### PROVIDED DATA

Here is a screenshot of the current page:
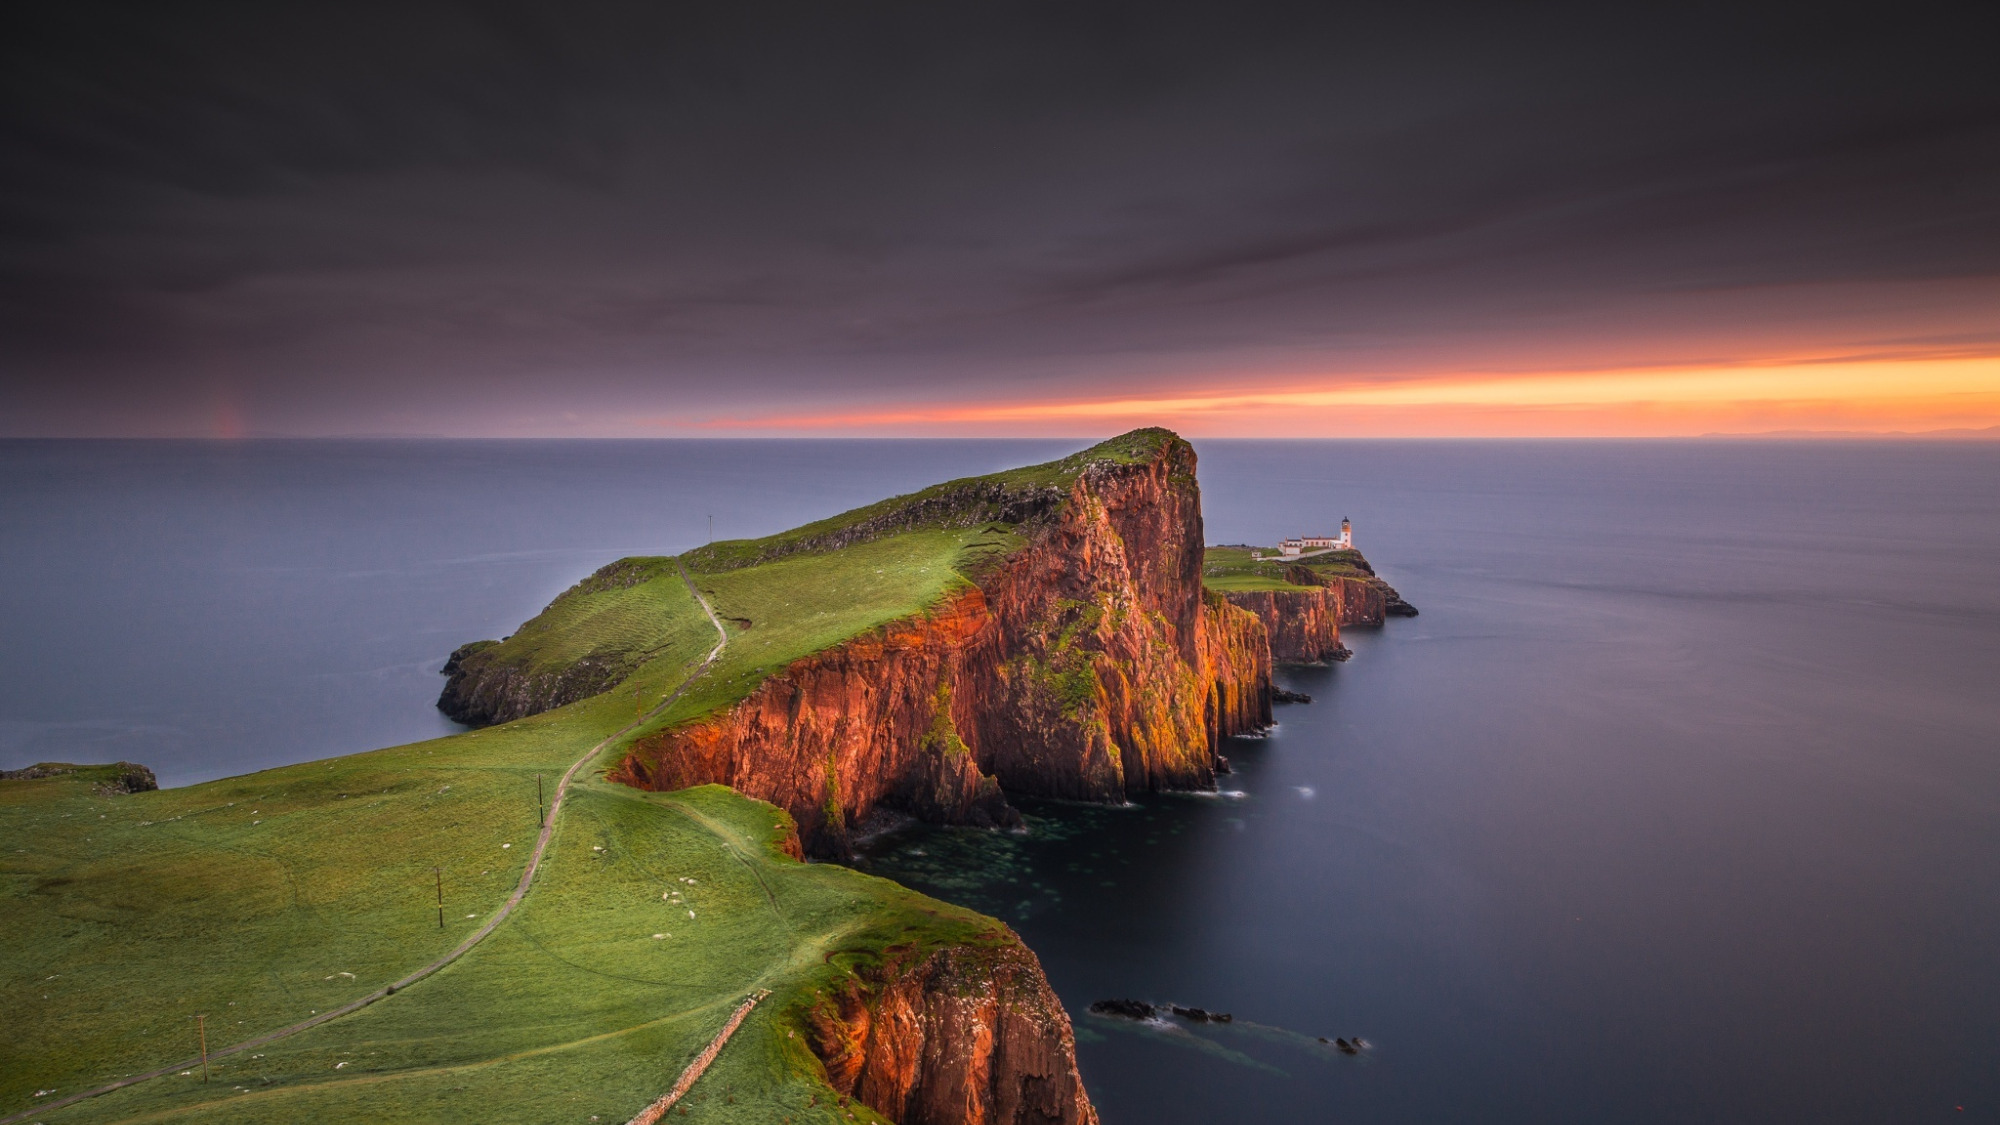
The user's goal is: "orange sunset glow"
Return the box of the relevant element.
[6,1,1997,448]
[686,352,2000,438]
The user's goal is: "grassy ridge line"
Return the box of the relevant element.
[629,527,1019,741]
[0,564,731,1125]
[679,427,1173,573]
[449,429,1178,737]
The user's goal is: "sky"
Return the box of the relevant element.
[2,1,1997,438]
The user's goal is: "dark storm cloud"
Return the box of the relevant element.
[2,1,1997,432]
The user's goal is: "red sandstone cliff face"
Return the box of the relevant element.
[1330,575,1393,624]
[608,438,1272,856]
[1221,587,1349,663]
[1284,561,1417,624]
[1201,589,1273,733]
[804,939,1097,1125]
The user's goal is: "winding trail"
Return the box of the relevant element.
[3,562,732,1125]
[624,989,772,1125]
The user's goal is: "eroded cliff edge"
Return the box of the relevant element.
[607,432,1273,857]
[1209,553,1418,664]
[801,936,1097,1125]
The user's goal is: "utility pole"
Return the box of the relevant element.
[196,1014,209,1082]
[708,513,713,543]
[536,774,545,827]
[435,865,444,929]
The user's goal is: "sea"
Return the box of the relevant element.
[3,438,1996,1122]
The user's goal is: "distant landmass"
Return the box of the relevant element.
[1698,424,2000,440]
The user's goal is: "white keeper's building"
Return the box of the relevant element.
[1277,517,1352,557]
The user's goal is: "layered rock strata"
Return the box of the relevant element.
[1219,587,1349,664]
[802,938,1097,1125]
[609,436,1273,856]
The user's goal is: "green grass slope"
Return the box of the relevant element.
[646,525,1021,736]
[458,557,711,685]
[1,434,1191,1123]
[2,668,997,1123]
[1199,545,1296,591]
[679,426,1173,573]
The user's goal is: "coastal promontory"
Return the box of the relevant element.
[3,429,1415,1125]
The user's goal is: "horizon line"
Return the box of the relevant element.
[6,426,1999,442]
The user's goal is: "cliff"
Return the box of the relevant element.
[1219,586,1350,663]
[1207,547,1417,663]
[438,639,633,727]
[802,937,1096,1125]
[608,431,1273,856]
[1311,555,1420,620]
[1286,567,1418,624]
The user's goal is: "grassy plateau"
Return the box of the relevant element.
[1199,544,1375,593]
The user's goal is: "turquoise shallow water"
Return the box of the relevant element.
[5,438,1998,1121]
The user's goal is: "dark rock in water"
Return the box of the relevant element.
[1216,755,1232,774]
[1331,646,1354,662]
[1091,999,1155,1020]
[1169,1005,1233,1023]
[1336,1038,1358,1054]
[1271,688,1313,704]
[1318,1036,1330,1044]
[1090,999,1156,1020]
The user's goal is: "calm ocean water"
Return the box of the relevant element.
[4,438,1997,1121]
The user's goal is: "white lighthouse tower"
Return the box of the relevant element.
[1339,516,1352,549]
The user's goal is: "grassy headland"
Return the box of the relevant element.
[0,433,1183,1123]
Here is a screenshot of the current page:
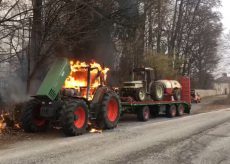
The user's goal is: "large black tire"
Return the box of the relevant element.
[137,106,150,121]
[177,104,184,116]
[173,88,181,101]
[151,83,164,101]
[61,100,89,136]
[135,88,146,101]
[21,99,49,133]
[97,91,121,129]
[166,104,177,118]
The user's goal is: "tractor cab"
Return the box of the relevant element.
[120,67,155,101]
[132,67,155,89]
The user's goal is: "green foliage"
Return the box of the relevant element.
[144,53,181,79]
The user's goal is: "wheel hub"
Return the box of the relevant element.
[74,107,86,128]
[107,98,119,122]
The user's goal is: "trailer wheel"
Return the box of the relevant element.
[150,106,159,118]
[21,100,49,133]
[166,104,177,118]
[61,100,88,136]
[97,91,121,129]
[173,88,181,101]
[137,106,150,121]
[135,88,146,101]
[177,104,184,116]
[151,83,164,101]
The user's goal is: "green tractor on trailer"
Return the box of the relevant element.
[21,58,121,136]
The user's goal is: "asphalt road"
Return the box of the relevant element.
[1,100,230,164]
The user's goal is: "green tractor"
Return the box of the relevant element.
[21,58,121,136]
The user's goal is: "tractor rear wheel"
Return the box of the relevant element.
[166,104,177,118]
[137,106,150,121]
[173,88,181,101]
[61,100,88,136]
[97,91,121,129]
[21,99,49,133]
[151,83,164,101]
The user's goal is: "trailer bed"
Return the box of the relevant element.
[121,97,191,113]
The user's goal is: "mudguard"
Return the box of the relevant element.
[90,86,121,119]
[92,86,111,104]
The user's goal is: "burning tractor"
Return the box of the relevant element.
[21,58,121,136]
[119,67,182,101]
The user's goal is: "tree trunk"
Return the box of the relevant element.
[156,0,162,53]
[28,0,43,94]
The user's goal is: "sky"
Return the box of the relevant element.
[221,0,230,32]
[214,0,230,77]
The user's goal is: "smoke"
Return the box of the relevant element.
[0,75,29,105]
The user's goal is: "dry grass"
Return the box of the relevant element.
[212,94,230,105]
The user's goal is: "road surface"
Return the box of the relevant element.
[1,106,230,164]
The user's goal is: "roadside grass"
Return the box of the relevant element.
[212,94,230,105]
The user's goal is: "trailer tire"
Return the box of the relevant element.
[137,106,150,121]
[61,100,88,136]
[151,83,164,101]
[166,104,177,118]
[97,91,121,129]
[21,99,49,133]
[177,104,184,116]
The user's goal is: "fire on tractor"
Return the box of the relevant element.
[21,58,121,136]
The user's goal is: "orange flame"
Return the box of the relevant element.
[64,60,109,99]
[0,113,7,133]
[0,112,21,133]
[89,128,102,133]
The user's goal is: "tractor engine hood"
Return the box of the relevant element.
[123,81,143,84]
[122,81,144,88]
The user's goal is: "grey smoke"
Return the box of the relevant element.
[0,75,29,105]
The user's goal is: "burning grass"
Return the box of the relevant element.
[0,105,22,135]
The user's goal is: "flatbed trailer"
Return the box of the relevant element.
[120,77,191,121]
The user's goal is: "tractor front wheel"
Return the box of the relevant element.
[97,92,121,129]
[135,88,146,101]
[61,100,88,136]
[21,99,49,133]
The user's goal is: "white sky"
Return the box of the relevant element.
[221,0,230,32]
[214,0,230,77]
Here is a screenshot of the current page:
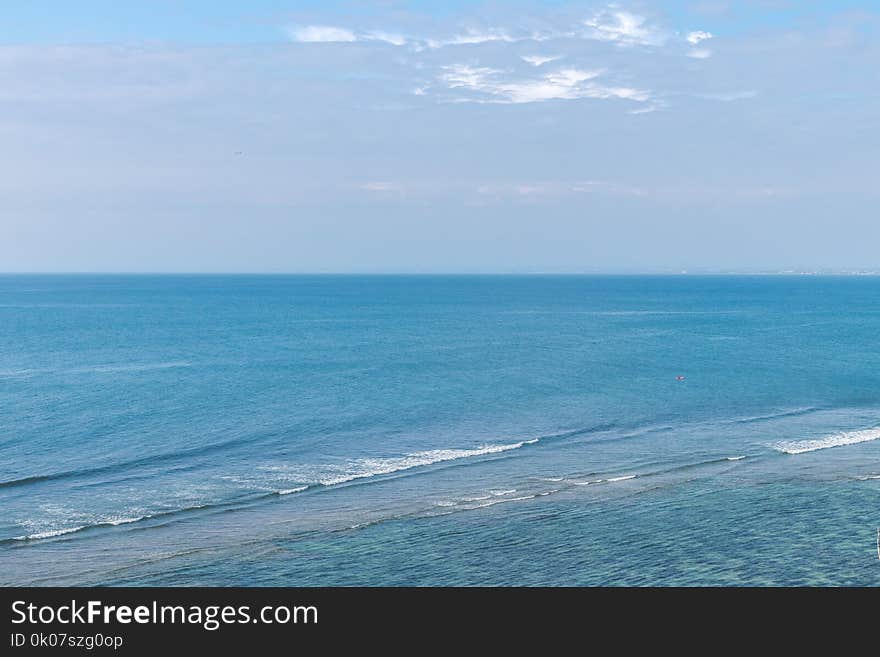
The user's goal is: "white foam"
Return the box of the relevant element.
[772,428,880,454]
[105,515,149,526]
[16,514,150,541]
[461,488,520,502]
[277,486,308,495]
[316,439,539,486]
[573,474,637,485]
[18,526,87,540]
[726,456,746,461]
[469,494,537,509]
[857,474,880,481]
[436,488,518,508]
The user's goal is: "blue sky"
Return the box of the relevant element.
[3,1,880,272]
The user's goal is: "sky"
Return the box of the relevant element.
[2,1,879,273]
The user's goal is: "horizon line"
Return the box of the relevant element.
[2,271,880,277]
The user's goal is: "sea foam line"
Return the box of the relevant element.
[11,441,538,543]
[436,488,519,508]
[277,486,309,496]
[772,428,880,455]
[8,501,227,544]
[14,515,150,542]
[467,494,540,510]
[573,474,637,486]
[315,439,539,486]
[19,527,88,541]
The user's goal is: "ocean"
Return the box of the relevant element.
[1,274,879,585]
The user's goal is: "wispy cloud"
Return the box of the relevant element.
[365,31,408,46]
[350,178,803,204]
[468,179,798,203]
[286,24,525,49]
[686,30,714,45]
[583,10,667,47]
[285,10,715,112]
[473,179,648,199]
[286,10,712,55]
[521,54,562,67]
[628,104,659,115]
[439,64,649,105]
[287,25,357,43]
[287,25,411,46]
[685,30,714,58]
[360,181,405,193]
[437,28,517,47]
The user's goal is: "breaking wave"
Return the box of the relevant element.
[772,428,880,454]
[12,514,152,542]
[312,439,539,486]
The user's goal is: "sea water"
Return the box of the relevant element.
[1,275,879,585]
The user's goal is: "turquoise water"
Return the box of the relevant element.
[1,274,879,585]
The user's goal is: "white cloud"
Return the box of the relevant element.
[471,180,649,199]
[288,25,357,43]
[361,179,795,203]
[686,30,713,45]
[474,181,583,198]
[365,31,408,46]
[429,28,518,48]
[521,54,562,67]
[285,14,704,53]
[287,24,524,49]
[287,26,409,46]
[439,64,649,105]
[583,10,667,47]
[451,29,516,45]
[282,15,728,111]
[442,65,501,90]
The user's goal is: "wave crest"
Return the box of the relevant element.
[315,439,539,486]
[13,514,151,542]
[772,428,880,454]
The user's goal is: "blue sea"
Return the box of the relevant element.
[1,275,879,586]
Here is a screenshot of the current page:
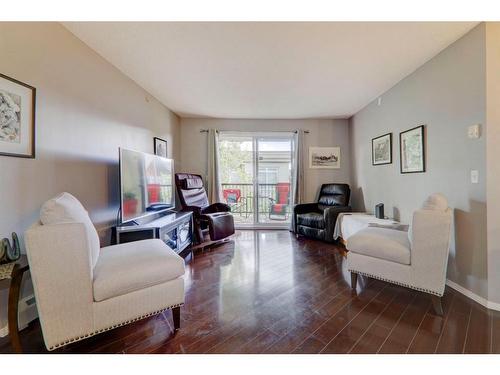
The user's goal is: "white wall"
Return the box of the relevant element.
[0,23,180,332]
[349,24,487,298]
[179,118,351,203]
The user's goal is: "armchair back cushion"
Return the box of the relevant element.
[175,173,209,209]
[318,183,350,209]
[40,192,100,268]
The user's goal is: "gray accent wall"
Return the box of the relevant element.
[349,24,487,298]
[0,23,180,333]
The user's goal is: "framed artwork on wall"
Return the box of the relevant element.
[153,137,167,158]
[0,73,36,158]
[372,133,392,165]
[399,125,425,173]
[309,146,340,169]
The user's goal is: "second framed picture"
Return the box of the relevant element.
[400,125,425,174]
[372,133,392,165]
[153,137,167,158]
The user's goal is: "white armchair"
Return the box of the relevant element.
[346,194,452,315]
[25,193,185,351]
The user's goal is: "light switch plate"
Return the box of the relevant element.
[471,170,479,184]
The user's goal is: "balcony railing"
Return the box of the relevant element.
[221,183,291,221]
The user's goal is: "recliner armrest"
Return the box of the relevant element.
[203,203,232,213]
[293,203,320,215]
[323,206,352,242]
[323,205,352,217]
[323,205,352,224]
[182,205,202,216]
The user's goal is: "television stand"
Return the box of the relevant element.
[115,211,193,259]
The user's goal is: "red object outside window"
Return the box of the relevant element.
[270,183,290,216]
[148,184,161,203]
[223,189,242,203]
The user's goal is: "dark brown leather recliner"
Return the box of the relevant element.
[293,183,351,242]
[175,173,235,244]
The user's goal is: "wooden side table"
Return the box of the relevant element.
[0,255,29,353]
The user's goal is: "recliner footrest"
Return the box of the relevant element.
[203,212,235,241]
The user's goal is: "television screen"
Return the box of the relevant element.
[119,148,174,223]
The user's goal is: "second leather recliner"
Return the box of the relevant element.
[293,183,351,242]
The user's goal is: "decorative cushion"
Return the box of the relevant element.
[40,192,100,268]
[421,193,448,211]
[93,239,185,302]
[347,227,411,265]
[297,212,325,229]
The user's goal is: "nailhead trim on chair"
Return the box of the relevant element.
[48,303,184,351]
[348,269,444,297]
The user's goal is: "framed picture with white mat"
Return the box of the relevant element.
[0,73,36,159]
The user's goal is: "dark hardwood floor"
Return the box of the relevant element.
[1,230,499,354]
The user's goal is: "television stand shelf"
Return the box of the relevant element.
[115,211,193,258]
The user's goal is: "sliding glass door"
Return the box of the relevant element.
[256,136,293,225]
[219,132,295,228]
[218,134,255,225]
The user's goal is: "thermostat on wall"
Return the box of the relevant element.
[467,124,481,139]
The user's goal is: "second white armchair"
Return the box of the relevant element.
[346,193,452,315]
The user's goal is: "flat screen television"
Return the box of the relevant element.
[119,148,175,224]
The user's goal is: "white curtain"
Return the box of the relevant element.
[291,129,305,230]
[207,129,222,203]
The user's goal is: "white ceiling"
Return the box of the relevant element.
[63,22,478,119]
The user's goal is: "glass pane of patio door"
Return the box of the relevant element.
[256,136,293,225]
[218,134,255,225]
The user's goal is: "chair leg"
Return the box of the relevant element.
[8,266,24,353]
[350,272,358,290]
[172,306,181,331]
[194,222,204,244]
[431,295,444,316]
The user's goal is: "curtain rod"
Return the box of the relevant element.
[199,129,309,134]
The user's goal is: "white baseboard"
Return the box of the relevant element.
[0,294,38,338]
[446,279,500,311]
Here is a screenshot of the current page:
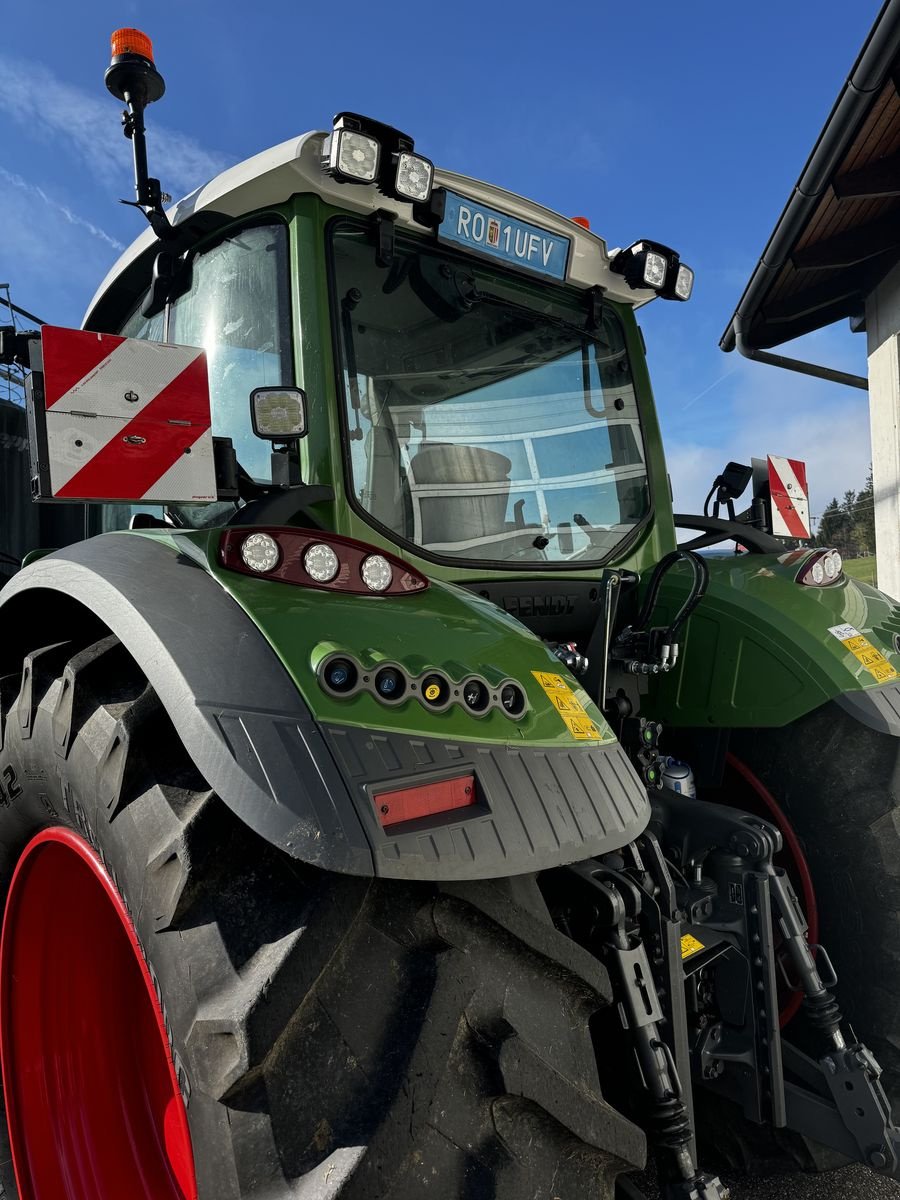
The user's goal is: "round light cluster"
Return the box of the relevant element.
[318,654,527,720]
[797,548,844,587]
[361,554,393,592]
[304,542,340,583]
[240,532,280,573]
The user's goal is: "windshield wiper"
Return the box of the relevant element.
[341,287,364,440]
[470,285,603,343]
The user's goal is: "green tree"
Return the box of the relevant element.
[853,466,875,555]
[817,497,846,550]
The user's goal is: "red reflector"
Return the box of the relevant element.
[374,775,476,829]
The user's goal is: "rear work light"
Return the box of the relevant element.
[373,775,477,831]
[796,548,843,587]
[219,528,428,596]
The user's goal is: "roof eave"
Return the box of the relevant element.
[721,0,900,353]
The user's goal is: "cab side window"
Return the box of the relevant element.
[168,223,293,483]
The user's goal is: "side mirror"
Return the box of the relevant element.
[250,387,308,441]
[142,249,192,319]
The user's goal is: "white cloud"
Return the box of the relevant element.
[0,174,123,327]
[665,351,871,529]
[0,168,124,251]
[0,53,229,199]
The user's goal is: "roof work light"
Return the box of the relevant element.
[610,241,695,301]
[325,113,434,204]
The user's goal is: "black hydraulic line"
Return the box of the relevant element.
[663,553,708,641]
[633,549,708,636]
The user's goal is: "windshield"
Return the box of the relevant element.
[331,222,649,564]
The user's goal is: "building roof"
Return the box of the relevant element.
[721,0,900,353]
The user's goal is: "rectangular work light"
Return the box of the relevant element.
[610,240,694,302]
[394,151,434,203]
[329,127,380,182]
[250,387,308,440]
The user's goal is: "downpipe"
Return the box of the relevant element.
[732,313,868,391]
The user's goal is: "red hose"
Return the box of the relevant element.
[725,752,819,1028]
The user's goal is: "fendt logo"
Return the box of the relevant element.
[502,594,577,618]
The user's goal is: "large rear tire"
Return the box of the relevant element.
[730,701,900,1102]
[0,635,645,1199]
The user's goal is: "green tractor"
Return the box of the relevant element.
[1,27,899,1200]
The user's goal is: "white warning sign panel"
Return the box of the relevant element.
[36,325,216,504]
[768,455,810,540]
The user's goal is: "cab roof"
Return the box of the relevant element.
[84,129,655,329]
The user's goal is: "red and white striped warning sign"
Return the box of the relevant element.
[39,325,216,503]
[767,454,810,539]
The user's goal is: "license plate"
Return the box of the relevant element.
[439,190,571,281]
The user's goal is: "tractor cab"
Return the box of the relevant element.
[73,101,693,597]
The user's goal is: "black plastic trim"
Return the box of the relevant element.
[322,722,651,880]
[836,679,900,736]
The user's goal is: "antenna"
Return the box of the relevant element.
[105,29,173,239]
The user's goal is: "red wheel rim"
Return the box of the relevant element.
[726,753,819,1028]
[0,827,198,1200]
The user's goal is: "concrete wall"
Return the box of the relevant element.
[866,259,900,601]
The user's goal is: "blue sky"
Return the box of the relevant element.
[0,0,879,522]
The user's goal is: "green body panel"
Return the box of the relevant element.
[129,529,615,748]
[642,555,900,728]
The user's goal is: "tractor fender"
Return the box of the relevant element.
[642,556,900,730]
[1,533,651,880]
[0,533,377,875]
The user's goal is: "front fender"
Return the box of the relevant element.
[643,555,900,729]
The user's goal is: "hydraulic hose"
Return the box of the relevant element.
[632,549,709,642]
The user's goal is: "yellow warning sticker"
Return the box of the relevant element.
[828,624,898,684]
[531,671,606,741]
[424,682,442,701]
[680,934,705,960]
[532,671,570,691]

######

INSTRUCTIONS TO FOLLOW
Respond with only the number of lines in the data that include the string "burning".

ANSWER TO THIS EXERCISE
2